# Given exercise 1
Find every line in the entries below that contains the word "building", and copy each such line.

# Text excerpt
##########

Obama puts offshore drilling on hold as Gulf of Mexico oil slick reaches U.S. coast

by Agence France-Presse

The White House said new domestic offshore oil drilling was on hold until the disaster had been fully investigated.

VENICE, Louisiana—Oil from a giant Gulf of Mexico slick
washed onto Louisiana shores Friday, threatening an environmental calamity as
President Barack Obama called for a “thorough review” of the
disaster.

With up to
200,000 gallons of oil a day spewing into the Gulf of Mexico from a ruptured
well, the accident stemming from a sunken offshore rig may soon rival the Exxon
Valdez disaster as the worst oil spill in U.S. history.

Strong southeast
winds blew the first oily strands of the slick directly onto the coastal
wetlands of South Pass near the mouth of the Mississippi river late Thursday,
Billy Nungesser, president of Plaquemines Parish, where oil washed ashore, told
AFP.

Hundreds of
miles of coastline were under imminent threat in Louisiana, Mississippi,
Alabama, and Florida, a region that amounts to more than 40 percent of
America’s ecologically fragile wetlands.

A massive
deployment of Coast Guard and private crews scrambled to contain the oil,
fighting choppy seas that made the task more difficult.

Obama said some
1,900 federal response personnel are in the area with 300 boats and aircraft to
combat a slick measuring at least 600 square miles. “We’ve laid 217,000
feet of protected boom and there are more on the way,”

Obama said in Washington.

The president
said he asked Interior Secretary Ken Salazar “to conduct a thorough review
of this incident and report back to me on 30 days” on precautions required
to prevent a recurrence of such a disaster.

Obama said the
government had dispatched teams to the Gulf Coast “to inspect all
deep-water rigs and platforms to address safety concerns.”

British energy
giant BP meanwhile said it is “taking full responsibility” for the Gulf of Mexico oil spill and will pay for
“legitimate claims” stemming from the disaster.

Company
spokeswoman Sheila William told AFP the energy firm was ready to assume costs
related to the cleanup and to reimburse damages suffered from what could become
one of the worst oil spills in history. BP is “taking full responsibility
for the spill and we will clean it up and where people can present legitimate
claims for damages we will honor them,” she said.

BP, which leased
the wrecked rig, no closer to capping the ruptured well.

The region is a prime spawning ground for fish, shrimp, and crab,
home to oyster beds and a major stop for migratory birds.

“For birds,
the timing could not be worse; they are breeding, nesting, and especially
vulnerable in many of the places where the oil could come ashore,” said Melanie Driscoll of the Audubon Society.

The Coast Guard
was coordinating vessels including skimmers, tug boats, and robotic submarines,
which are investigating the underwater damage.

The White House
has gone into emergency response mode to better coordinate resources and try to
avoid the kind of disaster that Hurricane Katrina brought to the region in
2005.

##########

# Record list
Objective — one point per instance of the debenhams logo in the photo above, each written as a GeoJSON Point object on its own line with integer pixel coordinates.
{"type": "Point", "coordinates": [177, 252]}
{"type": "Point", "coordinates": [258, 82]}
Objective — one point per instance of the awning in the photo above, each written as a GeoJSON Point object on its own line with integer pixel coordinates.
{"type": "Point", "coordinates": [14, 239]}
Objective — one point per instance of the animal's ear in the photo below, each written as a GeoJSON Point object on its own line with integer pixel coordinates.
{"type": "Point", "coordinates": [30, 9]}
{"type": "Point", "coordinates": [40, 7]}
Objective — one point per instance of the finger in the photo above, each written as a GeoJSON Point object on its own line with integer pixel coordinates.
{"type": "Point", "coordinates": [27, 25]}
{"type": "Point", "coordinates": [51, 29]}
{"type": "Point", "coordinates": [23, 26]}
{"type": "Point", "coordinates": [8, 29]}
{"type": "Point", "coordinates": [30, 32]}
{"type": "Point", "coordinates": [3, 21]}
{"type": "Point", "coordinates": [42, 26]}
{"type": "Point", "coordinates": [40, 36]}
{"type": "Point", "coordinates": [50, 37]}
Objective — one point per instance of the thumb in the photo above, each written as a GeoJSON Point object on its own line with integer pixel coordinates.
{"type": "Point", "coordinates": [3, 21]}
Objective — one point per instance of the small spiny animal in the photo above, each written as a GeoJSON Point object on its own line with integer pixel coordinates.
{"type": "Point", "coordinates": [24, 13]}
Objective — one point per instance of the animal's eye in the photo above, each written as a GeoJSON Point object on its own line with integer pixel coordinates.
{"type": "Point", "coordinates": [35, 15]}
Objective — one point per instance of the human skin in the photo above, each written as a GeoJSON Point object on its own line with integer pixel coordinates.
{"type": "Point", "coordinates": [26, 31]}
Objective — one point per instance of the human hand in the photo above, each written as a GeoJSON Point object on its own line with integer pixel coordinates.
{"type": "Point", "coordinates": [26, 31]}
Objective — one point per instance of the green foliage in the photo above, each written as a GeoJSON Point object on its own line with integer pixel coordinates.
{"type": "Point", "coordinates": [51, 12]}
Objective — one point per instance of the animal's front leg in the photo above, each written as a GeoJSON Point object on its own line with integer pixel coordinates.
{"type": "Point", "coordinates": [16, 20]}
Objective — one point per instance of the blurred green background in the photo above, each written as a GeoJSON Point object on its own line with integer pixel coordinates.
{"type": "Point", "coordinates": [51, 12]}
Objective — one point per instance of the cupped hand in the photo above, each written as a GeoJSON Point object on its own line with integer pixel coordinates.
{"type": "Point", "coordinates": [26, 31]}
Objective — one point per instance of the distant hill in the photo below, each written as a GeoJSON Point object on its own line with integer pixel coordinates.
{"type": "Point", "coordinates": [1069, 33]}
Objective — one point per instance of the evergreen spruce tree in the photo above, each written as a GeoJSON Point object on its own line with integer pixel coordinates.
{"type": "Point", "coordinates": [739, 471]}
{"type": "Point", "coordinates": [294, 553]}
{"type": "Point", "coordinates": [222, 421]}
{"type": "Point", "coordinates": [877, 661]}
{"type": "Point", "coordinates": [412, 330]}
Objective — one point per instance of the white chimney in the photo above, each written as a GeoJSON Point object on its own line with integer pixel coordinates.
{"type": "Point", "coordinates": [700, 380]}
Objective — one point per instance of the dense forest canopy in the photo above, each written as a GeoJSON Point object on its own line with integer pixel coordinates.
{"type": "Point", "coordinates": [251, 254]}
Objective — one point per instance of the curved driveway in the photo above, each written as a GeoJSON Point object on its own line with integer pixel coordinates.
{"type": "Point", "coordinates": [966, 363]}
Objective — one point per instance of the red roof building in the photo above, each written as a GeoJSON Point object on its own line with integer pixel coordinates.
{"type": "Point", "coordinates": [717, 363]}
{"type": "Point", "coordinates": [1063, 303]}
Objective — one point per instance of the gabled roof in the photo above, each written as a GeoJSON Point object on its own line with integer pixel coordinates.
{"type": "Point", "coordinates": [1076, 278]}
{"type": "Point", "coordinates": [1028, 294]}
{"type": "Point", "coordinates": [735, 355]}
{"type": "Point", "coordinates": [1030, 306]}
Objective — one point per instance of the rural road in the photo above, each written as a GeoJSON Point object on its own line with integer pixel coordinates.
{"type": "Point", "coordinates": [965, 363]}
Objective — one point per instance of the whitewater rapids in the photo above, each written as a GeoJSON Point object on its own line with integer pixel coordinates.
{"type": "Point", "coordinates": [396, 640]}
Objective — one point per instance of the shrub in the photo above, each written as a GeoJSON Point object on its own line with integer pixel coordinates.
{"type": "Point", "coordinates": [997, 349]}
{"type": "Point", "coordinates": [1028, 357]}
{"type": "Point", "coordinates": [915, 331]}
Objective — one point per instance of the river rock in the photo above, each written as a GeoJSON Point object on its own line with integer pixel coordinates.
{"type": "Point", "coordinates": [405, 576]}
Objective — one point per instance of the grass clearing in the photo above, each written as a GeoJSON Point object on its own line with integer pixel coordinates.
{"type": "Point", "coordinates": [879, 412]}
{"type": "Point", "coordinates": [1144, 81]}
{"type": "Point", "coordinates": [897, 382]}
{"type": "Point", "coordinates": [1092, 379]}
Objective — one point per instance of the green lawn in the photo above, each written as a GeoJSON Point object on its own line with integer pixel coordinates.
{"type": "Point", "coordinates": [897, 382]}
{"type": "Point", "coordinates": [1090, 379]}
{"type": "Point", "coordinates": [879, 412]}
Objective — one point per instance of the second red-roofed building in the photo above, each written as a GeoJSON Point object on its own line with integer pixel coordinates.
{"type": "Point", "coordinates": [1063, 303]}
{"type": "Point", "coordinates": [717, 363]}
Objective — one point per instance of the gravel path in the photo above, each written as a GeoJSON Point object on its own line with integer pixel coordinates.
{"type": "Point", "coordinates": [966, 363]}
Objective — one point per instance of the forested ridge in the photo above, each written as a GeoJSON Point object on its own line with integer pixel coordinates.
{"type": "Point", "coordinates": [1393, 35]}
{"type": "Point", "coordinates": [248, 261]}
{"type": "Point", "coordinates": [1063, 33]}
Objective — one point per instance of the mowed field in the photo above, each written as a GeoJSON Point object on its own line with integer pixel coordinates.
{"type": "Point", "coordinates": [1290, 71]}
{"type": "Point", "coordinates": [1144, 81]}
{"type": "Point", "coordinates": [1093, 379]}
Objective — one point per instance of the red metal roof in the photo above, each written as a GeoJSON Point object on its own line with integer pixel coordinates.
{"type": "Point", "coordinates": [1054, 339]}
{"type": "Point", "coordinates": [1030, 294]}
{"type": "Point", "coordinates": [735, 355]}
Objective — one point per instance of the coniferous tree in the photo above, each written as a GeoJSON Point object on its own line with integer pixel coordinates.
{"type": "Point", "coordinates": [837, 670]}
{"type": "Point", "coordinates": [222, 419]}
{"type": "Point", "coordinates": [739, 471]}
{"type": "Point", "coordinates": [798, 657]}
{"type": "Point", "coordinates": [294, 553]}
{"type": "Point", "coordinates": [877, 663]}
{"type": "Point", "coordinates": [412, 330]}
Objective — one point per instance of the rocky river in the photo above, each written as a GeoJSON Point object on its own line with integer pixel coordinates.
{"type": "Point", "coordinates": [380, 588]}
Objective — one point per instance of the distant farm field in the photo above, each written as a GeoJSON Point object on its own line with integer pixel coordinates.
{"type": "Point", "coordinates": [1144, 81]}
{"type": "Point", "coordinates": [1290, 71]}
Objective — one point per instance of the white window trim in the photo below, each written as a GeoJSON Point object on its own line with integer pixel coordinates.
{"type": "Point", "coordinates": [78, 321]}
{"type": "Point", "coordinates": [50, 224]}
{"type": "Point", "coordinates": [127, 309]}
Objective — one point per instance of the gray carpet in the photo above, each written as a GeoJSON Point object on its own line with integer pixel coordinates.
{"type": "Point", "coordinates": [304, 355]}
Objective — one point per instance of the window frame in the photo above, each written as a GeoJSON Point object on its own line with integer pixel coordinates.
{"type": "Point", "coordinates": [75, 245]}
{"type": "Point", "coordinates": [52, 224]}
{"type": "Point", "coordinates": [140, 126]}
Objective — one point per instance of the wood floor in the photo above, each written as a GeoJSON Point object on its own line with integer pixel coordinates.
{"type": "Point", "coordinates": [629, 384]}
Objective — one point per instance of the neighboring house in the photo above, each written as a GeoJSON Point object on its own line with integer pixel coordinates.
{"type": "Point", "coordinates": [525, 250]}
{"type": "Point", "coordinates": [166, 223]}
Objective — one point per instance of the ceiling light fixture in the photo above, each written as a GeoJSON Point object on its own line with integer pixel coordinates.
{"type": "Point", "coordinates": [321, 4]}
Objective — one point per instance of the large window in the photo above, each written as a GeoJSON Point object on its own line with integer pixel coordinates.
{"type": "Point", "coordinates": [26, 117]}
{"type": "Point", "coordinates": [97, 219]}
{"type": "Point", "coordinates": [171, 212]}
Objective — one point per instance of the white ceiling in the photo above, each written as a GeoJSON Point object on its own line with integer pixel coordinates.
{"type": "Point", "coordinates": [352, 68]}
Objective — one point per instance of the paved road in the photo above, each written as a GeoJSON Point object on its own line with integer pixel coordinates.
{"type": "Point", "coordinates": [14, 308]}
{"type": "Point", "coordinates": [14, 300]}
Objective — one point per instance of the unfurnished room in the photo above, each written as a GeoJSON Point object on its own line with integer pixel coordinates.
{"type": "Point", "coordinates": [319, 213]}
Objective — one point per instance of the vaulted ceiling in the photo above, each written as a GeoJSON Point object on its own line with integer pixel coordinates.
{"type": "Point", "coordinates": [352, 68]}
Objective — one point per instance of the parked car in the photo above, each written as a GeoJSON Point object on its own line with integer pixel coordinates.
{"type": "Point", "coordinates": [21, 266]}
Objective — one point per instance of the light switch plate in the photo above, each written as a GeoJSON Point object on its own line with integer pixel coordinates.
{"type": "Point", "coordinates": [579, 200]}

##########

# Given exercise 2
Summarize the article above in two sentences.

# Exercise solution 1
Objective — one point per instance of the red roof building in the photo above, each written as a GeoJSON Point object on its own line with integer pixel coordinates.
Objective — one point per instance of the second red-roofed building in the photo above, each written as a GeoJSON Point object on its own line with integer pixel coordinates.

# Exercise solution 2
After oil from a ruptured Gulf of Mexico well, spewing up to 200,000 gallons a day, washed onto Louisiana shores, President Barack Obama called for a thorough review, and the White House put new domestic offshore drilling on hold until the disaster had been fully investigated. Hundreds of miles of coastline in Louisiana, Mississippi, Alabama, and Florida were under threat as Coast Guard and private crews worked to contain the slick, while BP said it was taking full responsibility and would pay legitimate claims.